Contour labeling entries =>
— start —

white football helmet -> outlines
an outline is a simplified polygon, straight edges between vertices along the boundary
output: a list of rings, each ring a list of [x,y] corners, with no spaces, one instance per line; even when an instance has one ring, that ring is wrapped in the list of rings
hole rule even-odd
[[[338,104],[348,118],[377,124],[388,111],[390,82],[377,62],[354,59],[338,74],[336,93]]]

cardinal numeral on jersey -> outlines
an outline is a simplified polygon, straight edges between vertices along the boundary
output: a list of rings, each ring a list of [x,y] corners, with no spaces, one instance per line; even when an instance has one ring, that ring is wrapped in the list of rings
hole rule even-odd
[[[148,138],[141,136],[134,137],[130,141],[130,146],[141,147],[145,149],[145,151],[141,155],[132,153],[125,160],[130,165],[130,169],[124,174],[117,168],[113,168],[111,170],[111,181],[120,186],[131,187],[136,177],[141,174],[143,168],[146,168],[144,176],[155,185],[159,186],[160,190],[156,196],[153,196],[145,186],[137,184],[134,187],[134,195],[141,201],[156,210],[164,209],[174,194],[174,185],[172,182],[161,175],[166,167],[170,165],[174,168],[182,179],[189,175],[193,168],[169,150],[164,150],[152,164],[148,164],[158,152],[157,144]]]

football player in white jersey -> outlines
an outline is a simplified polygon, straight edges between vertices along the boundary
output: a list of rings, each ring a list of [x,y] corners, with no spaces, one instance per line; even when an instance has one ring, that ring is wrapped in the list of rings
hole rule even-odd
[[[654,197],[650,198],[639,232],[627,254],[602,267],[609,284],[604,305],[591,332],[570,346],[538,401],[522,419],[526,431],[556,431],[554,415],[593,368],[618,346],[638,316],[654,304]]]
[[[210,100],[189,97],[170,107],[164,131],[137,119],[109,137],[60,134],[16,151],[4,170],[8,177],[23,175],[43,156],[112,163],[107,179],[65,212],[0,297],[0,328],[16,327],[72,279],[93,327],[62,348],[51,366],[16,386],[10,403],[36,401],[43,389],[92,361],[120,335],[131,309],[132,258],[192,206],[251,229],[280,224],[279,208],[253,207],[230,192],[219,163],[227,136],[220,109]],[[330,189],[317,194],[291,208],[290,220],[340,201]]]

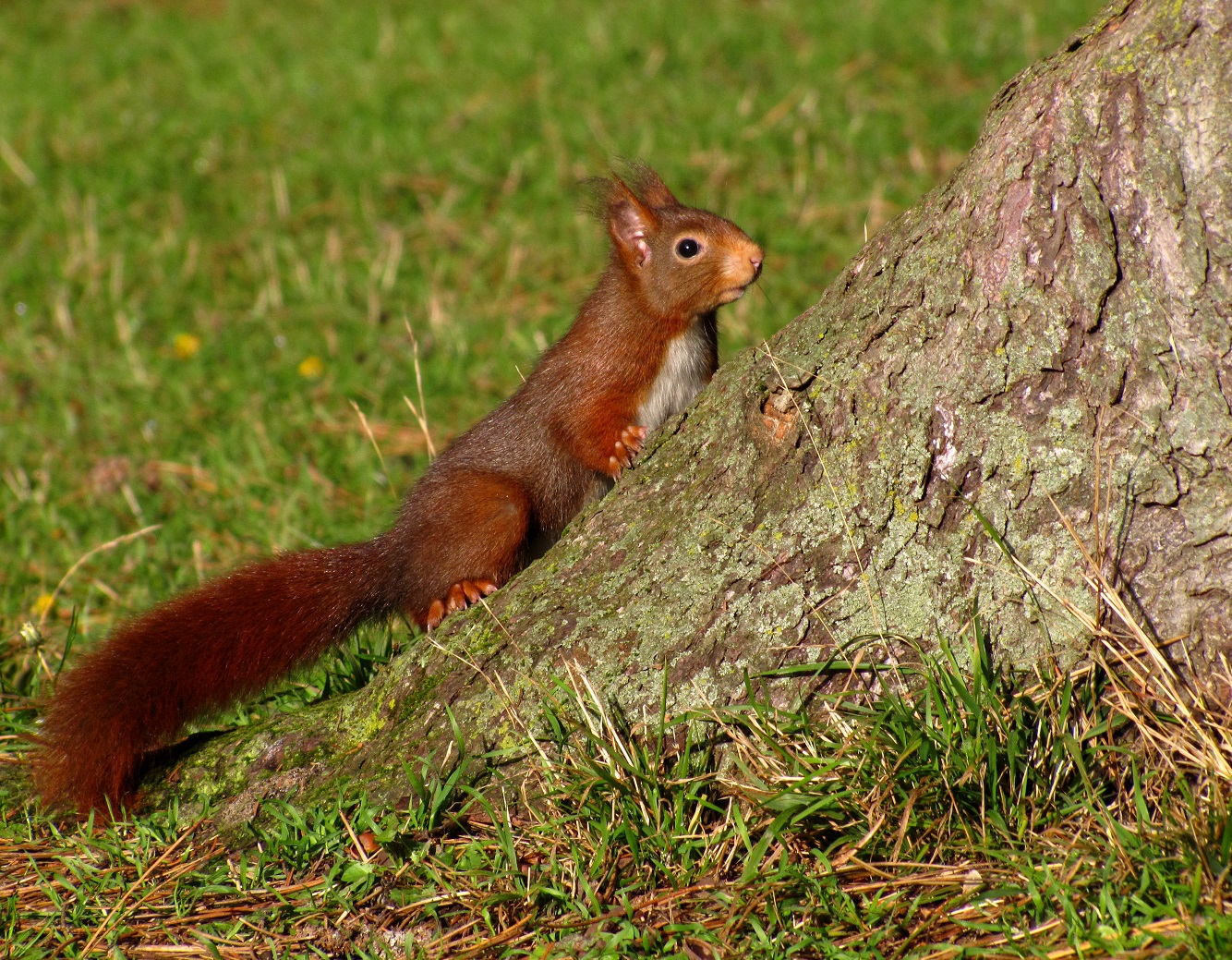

— end —

State how many lines above contain the word "white", treating uppercase and lowercase as different.

2